- Provided records
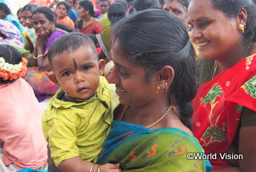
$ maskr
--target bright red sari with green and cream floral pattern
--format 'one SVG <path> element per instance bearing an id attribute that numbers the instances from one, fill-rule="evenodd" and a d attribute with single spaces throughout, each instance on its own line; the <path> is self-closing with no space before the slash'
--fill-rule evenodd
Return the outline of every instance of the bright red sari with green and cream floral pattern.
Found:
<path id="1" fill-rule="evenodd" d="M 243 106 L 256 111 L 255 63 L 254 54 L 199 87 L 193 102 L 192 126 L 206 154 L 229 149 Z M 214 170 L 230 166 L 220 157 L 210 162 Z"/>

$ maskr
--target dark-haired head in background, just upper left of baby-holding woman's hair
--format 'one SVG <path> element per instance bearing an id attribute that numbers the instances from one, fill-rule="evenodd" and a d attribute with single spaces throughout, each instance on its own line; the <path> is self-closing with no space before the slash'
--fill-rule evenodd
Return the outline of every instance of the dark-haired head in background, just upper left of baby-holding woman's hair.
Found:
<path id="1" fill-rule="evenodd" d="M 110 5 L 109 10 L 107 11 L 107 17 L 110 19 L 111 24 L 114 25 L 115 22 L 126 17 L 126 9 L 122 4 L 114 2 Z"/>

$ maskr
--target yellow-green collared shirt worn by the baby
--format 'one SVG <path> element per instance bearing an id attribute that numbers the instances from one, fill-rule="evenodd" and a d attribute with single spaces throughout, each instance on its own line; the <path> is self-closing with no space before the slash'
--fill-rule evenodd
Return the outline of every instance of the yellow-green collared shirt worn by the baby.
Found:
<path id="1" fill-rule="evenodd" d="M 76 156 L 96 161 L 113 121 L 110 94 L 115 94 L 114 85 L 101 77 L 97 96 L 80 103 L 59 100 L 61 92 L 58 90 L 42 115 L 42 130 L 55 165 Z"/>

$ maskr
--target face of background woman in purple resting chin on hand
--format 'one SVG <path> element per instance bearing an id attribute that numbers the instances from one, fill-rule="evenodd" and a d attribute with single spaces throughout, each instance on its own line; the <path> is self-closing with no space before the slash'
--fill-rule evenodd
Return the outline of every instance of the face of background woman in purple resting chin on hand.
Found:
<path id="1" fill-rule="evenodd" d="M 39 37 L 46 34 L 51 34 L 55 24 L 54 21 L 50 22 L 50 20 L 42 13 L 34 14 L 33 21 L 35 32 Z"/>

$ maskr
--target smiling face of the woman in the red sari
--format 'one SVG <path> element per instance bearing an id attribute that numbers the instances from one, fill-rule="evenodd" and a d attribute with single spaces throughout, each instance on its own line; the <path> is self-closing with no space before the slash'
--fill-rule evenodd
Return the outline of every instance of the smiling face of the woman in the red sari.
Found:
<path id="1" fill-rule="evenodd" d="M 190 36 L 198 45 L 200 58 L 221 62 L 236 55 L 242 32 L 237 18 L 227 17 L 211 1 L 194 0 L 188 9 Z M 240 41 L 239 41 L 240 40 Z"/>

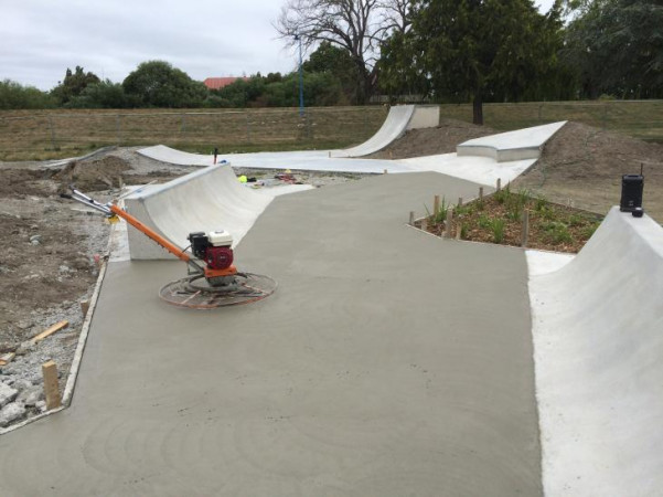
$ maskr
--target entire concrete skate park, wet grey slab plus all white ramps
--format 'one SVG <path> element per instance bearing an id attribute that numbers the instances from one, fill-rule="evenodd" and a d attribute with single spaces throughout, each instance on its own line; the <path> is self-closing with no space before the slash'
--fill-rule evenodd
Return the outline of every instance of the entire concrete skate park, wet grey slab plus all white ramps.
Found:
<path id="1" fill-rule="evenodd" d="M 564 126 L 361 158 L 427 113 L 349 150 L 142 150 L 203 168 L 127 210 L 181 247 L 227 228 L 278 289 L 169 306 L 184 264 L 117 225 L 71 403 L 0 436 L 0 494 L 659 495 L 661 226 L 613 209 L 573 260 L 416 230 L 409 211 L 513 180 Z M 374 175 L 263 194 L 233 166 Z"/>

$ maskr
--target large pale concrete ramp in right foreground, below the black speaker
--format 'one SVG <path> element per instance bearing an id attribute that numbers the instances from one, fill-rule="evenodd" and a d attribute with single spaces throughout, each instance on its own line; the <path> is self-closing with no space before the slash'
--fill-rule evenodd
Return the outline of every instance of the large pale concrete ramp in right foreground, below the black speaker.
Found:
<path id="1" fill-rule="evenodd" d="M 661 495 L 663 229 L 613 208 L 530 295 L 546 495 Z"/>

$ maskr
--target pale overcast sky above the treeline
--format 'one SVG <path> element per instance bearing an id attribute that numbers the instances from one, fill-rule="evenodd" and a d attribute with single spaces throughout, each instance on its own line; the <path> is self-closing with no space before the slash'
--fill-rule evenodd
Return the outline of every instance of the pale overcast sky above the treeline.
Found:
<path id="1" fill-rule="evenodd" d="M 51 89 L 81 65 L 120 83 L 145 61 L 192 78 L 297 67 L 271 27 L 285 0 L 0 0 L 0 80 Z M 543 11 L 553 0 L 535 0 Z"/>

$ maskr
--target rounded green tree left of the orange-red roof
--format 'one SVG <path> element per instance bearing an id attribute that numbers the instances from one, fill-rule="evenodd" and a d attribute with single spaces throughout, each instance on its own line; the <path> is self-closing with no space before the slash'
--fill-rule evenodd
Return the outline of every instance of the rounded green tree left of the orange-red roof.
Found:
<path id="1" fill-rule="evenodd" d="M 122 87 L 135 105 L 146 107 L 200 107 L 207 96 L 203 83 L 164 61 L 142 62 Z"/>

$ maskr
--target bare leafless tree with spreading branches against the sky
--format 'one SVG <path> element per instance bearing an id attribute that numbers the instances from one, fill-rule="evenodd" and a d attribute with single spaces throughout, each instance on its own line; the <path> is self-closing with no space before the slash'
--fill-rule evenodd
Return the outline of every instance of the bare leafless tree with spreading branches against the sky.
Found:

- Task brief
Copy every line in the entries above that has the string "just" in it.

- Output
--target dark-haired head in background, just upper left of baby-holding woman's hair
Return the outline of every instance of the dark-haired head in background, just upper left of baby-holding woman's hair.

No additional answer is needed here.